* Start ROWS *
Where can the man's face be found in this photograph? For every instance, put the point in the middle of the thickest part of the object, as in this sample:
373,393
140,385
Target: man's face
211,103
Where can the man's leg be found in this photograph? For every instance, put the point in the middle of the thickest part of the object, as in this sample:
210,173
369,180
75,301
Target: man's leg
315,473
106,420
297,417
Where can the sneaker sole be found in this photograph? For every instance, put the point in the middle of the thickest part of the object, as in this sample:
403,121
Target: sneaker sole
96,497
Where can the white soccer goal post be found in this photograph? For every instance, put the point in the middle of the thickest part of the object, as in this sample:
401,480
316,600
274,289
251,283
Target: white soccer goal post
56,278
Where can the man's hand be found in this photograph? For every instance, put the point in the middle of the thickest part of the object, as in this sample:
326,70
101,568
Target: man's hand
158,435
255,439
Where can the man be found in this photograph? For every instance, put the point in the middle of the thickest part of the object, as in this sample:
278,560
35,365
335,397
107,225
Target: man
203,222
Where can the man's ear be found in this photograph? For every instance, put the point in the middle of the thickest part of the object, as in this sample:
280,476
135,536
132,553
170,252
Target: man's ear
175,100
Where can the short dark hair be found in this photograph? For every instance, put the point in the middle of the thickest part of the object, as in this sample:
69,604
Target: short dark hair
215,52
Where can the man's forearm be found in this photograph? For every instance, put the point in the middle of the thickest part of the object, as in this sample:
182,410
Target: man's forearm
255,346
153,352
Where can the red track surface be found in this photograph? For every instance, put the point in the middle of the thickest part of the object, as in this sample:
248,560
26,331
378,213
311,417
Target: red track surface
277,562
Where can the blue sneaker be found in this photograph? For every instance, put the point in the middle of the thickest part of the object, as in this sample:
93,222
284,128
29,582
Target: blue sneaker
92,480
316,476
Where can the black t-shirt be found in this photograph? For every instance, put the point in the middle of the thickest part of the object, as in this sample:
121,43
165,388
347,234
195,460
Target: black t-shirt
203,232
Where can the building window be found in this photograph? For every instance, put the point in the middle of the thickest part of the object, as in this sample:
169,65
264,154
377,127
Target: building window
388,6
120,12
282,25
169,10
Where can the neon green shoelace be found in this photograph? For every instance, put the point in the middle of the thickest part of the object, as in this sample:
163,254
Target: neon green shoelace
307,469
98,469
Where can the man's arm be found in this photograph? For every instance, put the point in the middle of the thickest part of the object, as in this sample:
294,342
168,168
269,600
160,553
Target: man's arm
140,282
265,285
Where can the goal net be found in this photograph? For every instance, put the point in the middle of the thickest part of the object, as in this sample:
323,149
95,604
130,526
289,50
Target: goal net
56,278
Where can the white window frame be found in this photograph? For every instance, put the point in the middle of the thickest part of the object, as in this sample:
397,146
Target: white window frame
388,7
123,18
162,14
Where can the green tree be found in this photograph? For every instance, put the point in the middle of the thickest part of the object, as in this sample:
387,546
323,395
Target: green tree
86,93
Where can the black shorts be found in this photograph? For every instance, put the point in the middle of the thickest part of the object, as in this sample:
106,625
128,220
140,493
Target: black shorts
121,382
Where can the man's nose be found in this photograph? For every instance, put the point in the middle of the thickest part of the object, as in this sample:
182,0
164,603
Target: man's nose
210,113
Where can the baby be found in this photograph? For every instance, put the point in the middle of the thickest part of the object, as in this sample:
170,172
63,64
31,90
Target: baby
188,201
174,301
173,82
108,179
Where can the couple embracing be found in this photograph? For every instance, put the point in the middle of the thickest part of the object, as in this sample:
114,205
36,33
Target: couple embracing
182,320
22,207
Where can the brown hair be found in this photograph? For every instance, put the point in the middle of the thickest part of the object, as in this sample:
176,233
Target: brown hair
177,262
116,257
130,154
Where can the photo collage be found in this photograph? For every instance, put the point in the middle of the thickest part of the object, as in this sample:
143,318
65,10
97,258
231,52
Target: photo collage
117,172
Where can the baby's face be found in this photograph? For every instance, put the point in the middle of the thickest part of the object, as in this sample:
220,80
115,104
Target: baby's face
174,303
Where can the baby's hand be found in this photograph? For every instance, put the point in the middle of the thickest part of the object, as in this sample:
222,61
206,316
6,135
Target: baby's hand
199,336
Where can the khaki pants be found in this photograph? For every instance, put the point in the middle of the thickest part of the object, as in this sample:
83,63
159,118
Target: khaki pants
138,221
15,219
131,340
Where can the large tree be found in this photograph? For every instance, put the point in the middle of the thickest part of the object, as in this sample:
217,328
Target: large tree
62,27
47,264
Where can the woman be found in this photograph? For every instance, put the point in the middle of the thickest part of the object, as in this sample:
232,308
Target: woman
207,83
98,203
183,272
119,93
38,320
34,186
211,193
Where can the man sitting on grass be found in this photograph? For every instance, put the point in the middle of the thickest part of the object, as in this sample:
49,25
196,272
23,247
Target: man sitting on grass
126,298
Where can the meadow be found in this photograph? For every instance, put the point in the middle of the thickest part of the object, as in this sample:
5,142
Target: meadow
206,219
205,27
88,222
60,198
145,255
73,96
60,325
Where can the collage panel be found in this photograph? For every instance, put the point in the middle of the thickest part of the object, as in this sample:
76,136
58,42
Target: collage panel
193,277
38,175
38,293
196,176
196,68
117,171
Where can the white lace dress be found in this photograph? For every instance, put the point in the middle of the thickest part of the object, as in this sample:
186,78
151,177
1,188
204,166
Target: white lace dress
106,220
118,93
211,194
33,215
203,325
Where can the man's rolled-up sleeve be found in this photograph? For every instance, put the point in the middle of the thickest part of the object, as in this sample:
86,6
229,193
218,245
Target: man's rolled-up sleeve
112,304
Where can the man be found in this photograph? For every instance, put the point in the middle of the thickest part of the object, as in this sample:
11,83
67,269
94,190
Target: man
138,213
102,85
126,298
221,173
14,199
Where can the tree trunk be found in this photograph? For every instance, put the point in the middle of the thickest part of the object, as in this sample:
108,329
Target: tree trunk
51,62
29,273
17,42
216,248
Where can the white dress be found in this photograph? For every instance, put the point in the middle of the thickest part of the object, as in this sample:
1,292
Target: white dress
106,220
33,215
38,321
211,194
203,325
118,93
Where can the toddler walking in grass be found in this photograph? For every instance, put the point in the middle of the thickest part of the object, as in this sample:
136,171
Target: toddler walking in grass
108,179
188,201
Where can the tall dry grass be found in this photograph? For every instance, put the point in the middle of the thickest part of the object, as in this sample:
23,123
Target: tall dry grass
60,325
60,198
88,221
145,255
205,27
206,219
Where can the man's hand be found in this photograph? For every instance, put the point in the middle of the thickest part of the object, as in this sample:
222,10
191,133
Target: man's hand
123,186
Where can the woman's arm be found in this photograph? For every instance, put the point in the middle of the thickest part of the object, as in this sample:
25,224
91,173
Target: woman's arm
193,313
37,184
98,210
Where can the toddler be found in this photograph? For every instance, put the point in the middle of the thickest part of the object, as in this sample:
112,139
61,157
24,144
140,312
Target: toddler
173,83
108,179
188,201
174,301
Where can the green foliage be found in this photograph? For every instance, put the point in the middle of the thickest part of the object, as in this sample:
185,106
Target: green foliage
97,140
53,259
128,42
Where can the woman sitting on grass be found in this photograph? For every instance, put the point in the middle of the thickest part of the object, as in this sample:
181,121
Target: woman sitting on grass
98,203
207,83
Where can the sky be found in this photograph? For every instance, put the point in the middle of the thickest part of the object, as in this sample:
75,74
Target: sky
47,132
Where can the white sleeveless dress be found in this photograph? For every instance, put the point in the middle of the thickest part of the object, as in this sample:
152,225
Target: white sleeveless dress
* End ROWS *
» **THE TASK**
Output all of the data again, exactly.

» **EXERCISE SOLUTION**
Where can the man's face be found in this photograph? For every instance, put the point in the middle of the thickest part of the object, as in this sample:
373,393
140,385
Target: man's face
211,103
Where can the man's leg be found in this photograph? For every instance, put the point in the middle of the thickest part of the object, as in this sample:
210,173
369,180
75,301
Target: man's leg
315,473
106,420
297,417
Where can the sneaker sole be found in this photograph? For every instance, put the point in the middle of the thickest part of the object, as in this sample:
403,121
Target: sneaker sole
96,497
Where can the white soccer goal post be found in this photograph? For every instance, put the point in the middle of the thickest part of the object, as in this sample:
401,480
316,600
274,289
251,283
Target: white soccer goal post
56,278
Where can the man's hand be found in this photograph? For every instance, put the point in the middle of the thickest part of the object, as in this sample:
326,70
101,568
Target: man's hand
158,435
255,439
Where can the man be found in this photograph? For every instance, put the point in the middle of the thickest part of the object, as in this sample:
278,560
35,365
335,397
107,225
Target: man
203,222
Where can the man's ear be found in this photograph? For every instance, put the point in the middle of the thickest part of the object, as in this sample:
280,476
135,536
132,553
170,252
Target: man's ear
175,100
Where can the short dark hair be found in this photograph? For every instance, put the point in the middle of the thickest part of the object, as in this sample:
69,604
Target: short dark hair
215,52
Where can the man's forearm be found in this photograph? For every instance, put the point in the middle of the thickest part of the object, as in this sample:
182,410
Target: man's forearm
255,346
153,352
Where can the red track surface be found in this photograph? For every instance, put the point in the middle of the thickest part of the object, as in this sample:
248,560
26,331
378,213
311,417
Target: red track surface
277,562
Where can the blue sneaker be found in this photograph? For every instance, put the point in the middle of the thickest part of the object, as in this sample:
93,222
284,128
29,582
Target: blue sneaker
92,480
316,476
Where can the black t-shirt be found in this photograph? For every instance, put the point in the middle of the thickest part of the object, as in this sample:
121,43
165,388
347,234
195,460
Target: black t-shirt
203,232
Where can the building window be found in this photograph? For every instance, put the point in the middle of the thickest part of the object, as in this sample:
169,65
264,154
377,127
Target: building window
388,6
120,12
282,25
169,10
Where can the neon green shoelace be found in this photograph? For every instance, put the point in the middle of the thickest part of the object, as in this sample:
163,254
Target: neon green shoelace
307,469
98,469
Where can the man's arm be found in this photograph? For every instance, put the point in the middle of the thickest part of the object, as in this sample:
294,342
168,168
269,600
160,553
Target: man's arm
140,282
265,285
Where can the goal net be found in this photograph? For every instance, put the point in the middle of the thickest part of the object, as in this sample:
323,149
95,604
130,526
289,50
Target: goal net
56,278
Where can the white window frame be found in this photograph? For every instance, put the point in the middle of the thickest part of the object, as in this sample:
397,146
Target: white window frame
388,7
123,18
162,14
Where can the green tree be found in this photograph? For every instance, put the point in the middle of the thickest part of the object, as in this sample:
387,546
323,395
Target: green tree
86,93
Where can the black shorts be found in this photograph? For every instance, put the point in the middle of the thickest part of the object, as in this sample:
106,625
128,220
140,493
Target: black shorts
121,382
Where can the man's nose be found in this photograph? For every instance, put the point in the middle of the thickest part of the object, as in this sample:
182,0
164,603
Target: man's nose
210,113
Where can the baby be found in this photograph? For every instance, put the point in the middle of the thickest part of the object, as in this sample:
170,172
63,64
31,90
Target: baby
188,201
174,301
173,82
108,179
Where can the couple embracing be found in this photograph? For every instance, put the point in the middle of the thickest part of the object, as in this sample:
114,205
36,33
Target: couple embracing
182,320
22,207
Where can the brown hair be found in this photograph? For every instance, put the point in the middle of the thickest part of the object, as in this sample:
176,233
Target: brown hair
177,262
116,257
130,154
Where can the photo collage be found in this photograph? For every instance, put the point in the middle of the thickest part of the object, as in this sample:
143,318
65,10
97,258
231,52
Target: photo collage
117,172
Where can the baby's face be found in this photograph? For every instance, put the point in the middle of the thickest part of the object, as in this sample:
220,80
115,104
Target: baby's face
174,303
Where can the baby's hand be found in this photograph? For every instance, put the point in the middle of the thickest part of the object, as in this sample:
222,61
206,316
6,135
Target: baby's hand
199,336
Where can the khaki pants be found in this photograph? For every instance, put the point in the middle of the thickest part of the object, as in this sample:
83,63
159,118
Target: khaki pants
138,221
15,219
131,340
Where can the large tree be found in this photograph? For every instance, put the point in the middle of the thickest part of the object, as in this sample:
217,328
Target: large tree
62,27
47,264
Where can the woman be found in this photograph? For every instance, put the point in the middle of the thickest part of the object, as in this sample:
232,308
Target: woman
207,83
98,203
183,272
119,93
38,320
34,186
211,193
Where can the man sitting on grass be found in this photograph? For every instance, put the point in the middle of the thickest part of the object, as in this sample:
49,25
196,272
23,247
Target: man sitting on grass
126,298
Where can the meadow be found in this photograph? For every instance, put the point in the middle of the thickest part of the object, as in this sample:
5,142
Target: meadow
206,219
205,27
88,222
60,198
145,255
73,96
60,325
Where can the collage panel be found in this photograph? For every instance, put the point in the middle of the thickest part of the object, as in this sample:
76,136
58,42
Target: collage panel
193,277
38,175
38,293
196,176
196,68
117,171
Where can the white lace dress be found in this photograph? For every instance, put the point in the middle of the thickest part of the object, as in this sample:
186,78
151,177
1,188
204,166
Target: white lace dress
106,220
118,93
211,194
33,215
203,325
Where can the man's rolled-up sleeve be found in this photograph? For every instance, put the point in the middle of the thickest part of the object, as in this sample:
86,6
229,193
218,245
Target: man's rolled-up sleeve
112,304
Where can the man be found in this photograph? For every instance, put the point in the middle of the thickest part of the object, as in this sample:
11,83
67,269
94,190
Target: man
138,213
102,85
126,298
221,173
14,199
Where can the tree trunk be found in this photograph? For every instance, put the point in the middle of the thickest part of the object, as in this sample:
108,329
Target: tree trunk
51,62
29,273
17,42
216,248
Where can the white dress be found in this photograph? For every instance, put the point in the middle of the thickest part of the object, as in this sample:
1,292
Target: white dress
106,220
33,215
38,321
211,194
203,325
118,93
Where can the toddler walking in grass be found in this photograph? For every instance, put the point in the middle of the thickest part of the object, as in this sample:
136,171
Target: toddler walking in grass
108,179
188,201
Where can the tall dry grass be found in this photograph? For every instance, put the point in the middle of the thickest part of the object, as in this sample:
23,123
Target: tall dry grass
60,325
60,198
88,221
145,255
205,27
206,219
Where can the man's hand be found in this photograph? For every instance, put the point in the middle of the thickest part of the object, as in this sample:
222,10
191,133
Target: man's hand
123,186
Where can the woman's arm be found in this photograph? For every instance, put the point in the middle of the thickest part of the object, as in this sample:
25,224
91,173
Target: woman's arm
193,313
37,184
98,210
Where can the toddler be found in this photograph? For every instance, put the point in the middle of the thickest part of the object, as in this sample:
112,139
61,157
24,144
140,312
Target: toddler
173,83
108,179
188,201
174,301
Where can the green foliage be found in this photograph? For every instance, put the point in the middle of the thickest part of the object, as in this sample:
185,106
Target: green foliage
97,140
53,259
128,42
Where can the woman sitting on grass be found in this photograph? For every instance, put the point in the middle of the thickest part of the object, as in this sample:
181,121
Target: woman sitting on grass
98,203
207,83
Where can the sky be found in this photograph? For every instance, put the point in the middle of the thickest part of the object, as in this sample:
75,74
Target: sky
47,132
Where can the white sleeveless dress be found in this photograph? For every instance, put the point in the middle of the thickest part of the object, as in this sample:
152,225
Target: white sleeveless dress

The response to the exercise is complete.